## [DOCUMENTO DE ORIGEM]
====================
ConJur — Conhece mais casos desse tipo?
Charles Dias — O advogado ser processado por denunciação caluniosa ou comunicação de crime falso, mais ações de reparação de dano, quando é arquivada representação que apresentou à corregedoria contra autoridade pública que desbordou do seu dever de urbanidade ou provocou violações. Não é raro isso acontecer, apesar de o ato ser uma forma de a sociedade fiscalizar as autoridades. Por essa ótica, também seria cabível uma ação por denunciação caluniosa contra todo promotor que fizesse uma denuncia e ao final o réu fosse absolvido.
ConJur — Juiz que não atende advogado também descumpre o Estatuto da Advocacia?
Charles Dias — Por força de lei, ele tem que receber o advogado, independentemente de marcação de horário ou espaço na agenda. A advocacia tem compreendido e tolerado alguma sistemática de organização adotada pelos magistrados diante da grande demanda de processos que tramitam no Poder Judiciário. O que a advocacia não tolera, e isso não é incomum, é que juízes simplesmente não recebam advogados.
ConJur — Isso é comum?
Charles Dias — Alguns juízes dizem abertamente isso, colocam até avisos no gabinete dizendo que não vão conversar com o público durante determinado período. Recebemos muitas reclamações nesse sentido e estamos agindo para garantir o direito. Nas caravanas das prerrogativas que fizemos em 2017 visitamos estados que não tinham nenhum juiz de primeira entrância. Não tinha um juiz de primeira entrância em todo Judiciário, ou seja, as varas de primeira entrância todas estavam sem juiz.
ConJur — Onde foi isso?
Charles Dias — Em Alagoas. Evidentemente, o tribunal local fez um esforço e parece que amenizou a situação, mas ainda não solucionou. Onde se tem um zero absoluto de prestação jurisdicional, não há violação de prerrogativas, mas ao mesmo tempo se pode dizer que ocorre a maior das violações, que é impedir o exercício da advocacia, do trabalho. Em outros estados encontramos varas sem juízes há anos.
ConJur — Qual foi a explicação dos TJs?
Charles Dias — As justificativas são as mais diversas possíveis. A mais frequente é de que o Judiciário bateu com a cabeça no teto da Lei de Responsabilidade Fiscal, impedindo a promoção de concurso para preencher as vagas. Ao mesmo tempo, encontram como solução a extinção e fusão de varas. Ou seja, colocar nos ombros do cidadão, que são por demais estreitos e frágeis, todo o peso da incapacidade, da inoperância e da irresponsabilidade do Estado paquidérmico.
Paralelamente a isso, os penduricalhos remuneratórios permanecem. Juiz ameaçando fazer greve por causa de auxílio moradia, indo à Justiça para cobrar o benefício porque a esposa não recebeu, sendo que os dois moram na mesma casa própria. Enquanto isso, a população fica absolutamente desassistida. Não consigo observar isso como não sendo uma violação das prerrogativas da profissão, porque toca na falta de prestação jurisdicional.
ConJur — O que a Procuradoria da OAB tem feito para combater as frequentes buscas e apreensões em escritório de advocacia?
====================
(Dados de detecção de objetos)
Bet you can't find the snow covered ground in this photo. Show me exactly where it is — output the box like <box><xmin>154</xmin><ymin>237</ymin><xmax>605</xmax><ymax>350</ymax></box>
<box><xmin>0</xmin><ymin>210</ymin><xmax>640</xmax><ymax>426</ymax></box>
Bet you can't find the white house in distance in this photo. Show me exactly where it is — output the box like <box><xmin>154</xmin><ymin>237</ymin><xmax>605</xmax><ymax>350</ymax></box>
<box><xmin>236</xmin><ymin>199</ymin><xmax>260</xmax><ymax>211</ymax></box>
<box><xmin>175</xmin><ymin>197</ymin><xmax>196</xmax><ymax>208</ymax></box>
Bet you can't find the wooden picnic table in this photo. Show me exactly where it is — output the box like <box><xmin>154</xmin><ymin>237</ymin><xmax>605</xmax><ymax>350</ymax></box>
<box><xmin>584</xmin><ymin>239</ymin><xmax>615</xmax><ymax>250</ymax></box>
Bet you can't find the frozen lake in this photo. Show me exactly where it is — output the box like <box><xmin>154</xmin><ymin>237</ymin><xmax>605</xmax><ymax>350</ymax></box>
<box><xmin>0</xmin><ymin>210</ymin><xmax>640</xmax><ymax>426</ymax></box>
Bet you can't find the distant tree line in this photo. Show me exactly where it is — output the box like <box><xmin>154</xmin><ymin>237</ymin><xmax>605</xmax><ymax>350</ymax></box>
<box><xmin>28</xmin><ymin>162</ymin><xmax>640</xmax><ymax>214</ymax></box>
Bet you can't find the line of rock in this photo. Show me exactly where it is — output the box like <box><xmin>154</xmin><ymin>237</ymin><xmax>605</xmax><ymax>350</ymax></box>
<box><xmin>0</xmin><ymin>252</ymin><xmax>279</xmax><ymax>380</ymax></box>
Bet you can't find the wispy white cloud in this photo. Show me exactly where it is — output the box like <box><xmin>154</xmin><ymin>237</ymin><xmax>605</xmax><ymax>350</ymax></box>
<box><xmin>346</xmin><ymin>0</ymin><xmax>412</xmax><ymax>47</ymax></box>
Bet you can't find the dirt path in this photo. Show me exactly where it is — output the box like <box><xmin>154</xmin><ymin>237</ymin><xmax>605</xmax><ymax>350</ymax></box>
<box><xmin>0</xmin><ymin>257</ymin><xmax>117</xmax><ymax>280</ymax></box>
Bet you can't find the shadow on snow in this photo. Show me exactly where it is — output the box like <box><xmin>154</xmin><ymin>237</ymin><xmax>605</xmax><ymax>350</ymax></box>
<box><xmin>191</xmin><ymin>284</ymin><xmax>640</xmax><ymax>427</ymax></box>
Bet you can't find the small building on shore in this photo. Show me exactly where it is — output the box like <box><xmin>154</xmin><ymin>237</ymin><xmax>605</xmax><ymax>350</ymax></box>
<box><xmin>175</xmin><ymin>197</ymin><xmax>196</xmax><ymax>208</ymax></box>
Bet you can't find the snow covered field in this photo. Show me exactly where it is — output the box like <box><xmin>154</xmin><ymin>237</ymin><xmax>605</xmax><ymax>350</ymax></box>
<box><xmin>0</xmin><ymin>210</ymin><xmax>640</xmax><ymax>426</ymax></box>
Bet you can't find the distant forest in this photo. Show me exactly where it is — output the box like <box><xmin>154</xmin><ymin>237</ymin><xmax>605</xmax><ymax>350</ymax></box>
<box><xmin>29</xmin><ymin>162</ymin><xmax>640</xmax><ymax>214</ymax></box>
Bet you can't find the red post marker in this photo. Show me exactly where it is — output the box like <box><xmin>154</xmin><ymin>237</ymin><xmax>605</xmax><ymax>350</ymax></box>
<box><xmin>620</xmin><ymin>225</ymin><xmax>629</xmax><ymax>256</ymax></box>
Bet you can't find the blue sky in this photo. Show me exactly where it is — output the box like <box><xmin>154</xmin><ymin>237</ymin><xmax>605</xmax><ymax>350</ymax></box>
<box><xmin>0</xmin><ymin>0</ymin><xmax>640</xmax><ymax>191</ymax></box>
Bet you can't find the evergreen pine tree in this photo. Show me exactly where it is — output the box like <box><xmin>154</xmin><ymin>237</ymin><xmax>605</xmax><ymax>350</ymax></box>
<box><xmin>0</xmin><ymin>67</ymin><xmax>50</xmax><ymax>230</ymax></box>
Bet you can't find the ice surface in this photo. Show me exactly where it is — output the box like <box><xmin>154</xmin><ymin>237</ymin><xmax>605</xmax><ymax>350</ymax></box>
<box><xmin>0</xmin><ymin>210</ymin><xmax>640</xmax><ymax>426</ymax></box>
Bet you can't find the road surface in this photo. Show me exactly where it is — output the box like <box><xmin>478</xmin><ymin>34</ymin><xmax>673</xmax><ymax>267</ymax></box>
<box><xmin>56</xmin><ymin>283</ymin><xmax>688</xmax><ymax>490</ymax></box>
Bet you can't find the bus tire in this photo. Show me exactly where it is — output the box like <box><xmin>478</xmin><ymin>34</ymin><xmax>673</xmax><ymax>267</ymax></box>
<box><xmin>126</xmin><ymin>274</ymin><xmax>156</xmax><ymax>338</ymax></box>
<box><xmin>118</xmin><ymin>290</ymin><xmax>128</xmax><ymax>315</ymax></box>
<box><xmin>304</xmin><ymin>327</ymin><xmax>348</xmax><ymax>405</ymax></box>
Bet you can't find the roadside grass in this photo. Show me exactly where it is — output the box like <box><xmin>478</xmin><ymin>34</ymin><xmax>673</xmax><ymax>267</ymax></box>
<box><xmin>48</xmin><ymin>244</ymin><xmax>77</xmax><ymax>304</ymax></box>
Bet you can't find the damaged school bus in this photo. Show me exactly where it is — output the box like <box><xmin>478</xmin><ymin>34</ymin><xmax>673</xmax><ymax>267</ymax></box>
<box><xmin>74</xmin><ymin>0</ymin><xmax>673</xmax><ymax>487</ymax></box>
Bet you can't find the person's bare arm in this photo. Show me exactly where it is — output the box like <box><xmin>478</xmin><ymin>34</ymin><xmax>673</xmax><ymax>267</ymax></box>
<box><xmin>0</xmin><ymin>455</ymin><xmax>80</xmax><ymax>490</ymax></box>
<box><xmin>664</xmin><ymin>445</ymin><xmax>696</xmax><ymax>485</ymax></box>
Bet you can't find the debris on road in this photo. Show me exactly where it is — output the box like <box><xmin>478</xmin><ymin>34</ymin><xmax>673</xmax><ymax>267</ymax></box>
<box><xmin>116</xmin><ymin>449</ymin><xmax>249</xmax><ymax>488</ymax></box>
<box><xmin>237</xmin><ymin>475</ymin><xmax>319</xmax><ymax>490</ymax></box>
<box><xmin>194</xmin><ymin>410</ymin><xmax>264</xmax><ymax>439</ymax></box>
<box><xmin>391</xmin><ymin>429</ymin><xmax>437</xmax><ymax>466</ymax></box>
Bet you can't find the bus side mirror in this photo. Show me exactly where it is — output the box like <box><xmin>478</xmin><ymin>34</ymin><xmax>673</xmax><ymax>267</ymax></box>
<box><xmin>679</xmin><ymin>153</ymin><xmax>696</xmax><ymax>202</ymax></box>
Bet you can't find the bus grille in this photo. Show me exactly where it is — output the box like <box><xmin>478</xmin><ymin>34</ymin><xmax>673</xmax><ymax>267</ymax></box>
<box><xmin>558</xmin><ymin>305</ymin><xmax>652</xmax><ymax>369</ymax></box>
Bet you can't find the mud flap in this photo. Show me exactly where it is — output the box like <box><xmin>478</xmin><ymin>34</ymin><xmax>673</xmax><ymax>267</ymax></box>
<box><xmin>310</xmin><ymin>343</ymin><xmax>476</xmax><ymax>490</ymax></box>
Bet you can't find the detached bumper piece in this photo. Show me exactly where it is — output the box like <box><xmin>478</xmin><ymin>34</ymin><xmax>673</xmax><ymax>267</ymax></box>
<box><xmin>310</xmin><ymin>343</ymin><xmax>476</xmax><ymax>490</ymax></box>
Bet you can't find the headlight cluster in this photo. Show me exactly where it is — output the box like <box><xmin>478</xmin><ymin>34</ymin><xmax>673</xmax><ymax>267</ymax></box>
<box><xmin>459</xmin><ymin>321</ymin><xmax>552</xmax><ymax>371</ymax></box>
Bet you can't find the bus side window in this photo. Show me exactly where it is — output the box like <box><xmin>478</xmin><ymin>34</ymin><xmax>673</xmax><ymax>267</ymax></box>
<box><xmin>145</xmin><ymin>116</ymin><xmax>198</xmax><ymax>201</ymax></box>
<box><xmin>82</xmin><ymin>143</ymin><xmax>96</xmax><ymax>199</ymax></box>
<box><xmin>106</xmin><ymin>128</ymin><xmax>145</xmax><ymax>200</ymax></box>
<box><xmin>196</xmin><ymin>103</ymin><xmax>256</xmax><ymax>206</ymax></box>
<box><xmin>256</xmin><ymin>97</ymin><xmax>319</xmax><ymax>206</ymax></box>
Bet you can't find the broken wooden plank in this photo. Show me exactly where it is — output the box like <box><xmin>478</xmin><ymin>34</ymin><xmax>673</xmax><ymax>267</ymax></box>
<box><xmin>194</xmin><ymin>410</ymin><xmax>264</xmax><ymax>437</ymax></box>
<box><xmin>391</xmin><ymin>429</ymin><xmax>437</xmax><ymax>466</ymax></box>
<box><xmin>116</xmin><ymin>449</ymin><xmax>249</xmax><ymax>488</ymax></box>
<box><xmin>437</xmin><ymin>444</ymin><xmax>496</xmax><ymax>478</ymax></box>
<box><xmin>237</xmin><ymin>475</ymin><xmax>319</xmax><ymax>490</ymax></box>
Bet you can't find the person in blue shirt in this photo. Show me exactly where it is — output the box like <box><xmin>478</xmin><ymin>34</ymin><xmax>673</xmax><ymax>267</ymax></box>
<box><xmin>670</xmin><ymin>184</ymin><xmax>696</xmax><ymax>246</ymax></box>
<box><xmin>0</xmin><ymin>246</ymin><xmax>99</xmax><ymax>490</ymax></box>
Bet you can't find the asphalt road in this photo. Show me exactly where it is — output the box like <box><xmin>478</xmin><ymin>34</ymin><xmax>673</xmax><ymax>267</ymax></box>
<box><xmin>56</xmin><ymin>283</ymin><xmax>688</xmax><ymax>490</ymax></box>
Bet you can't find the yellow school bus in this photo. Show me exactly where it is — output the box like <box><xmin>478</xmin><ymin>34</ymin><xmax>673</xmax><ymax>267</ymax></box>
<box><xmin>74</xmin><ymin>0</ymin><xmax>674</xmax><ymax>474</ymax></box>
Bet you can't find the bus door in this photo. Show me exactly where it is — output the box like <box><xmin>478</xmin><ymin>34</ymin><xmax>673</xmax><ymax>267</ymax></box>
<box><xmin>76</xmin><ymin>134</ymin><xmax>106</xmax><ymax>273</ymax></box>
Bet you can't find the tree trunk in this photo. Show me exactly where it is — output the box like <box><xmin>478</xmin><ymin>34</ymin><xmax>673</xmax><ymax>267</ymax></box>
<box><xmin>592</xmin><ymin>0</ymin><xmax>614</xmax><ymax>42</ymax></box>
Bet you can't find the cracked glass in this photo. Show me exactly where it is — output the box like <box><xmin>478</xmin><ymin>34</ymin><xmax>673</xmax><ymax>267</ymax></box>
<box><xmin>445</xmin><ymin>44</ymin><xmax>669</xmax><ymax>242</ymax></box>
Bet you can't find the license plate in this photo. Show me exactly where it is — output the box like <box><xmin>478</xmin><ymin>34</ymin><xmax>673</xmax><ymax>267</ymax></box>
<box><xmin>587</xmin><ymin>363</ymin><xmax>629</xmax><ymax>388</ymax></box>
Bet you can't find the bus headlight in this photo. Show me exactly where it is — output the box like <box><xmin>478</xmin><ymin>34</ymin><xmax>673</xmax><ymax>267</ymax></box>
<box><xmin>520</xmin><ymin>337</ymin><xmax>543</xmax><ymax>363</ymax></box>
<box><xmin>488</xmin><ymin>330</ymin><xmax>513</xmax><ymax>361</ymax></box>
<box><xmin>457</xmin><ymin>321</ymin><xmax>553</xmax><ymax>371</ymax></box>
====================
## [INSTRUÇÕES DO EXERCÍCIO]
**A.** Segundo a entrevista, qual é a justificativa mais frequente dos tribunais para as varas sem juízes?
**B.** Transcreva, por favor, sem nenhuma alteração, o trecho das linhas que vai da linha que contém "Bet you can't find the bus headlight" até o fim das linhas, incluindo as duas extremidades.
A entrevista e as linhas não têm nenhuma relação entre si.

## [RESPOSTAS DAS QUESTÕES]
**A.** O Judiciário atingiu o teto da Lei de Responsabilidade Fiscal, o que impede a realização de concursos para preencher as vagas.

**B.**
Bet you can't find the bus headlight in this photo. Show me exactly where it is — output the box like <box><xmin>478</xmin><ymin>34</ymin><xmax>673</xmax><ymax>267</ymax></box>
<box><xmin>520</xmin><ymin>337</ymin><xmax>543</xmax><ymax>363</ymax></box>
<box><xmin>488</xmin><ymin>330</ymin><xmax>513</xmax><ymax>361</ymax></box>
<box><xmin>457</xmin><ymin>321</ymin><xmax>553</xmax><ymax>371</ymax></box>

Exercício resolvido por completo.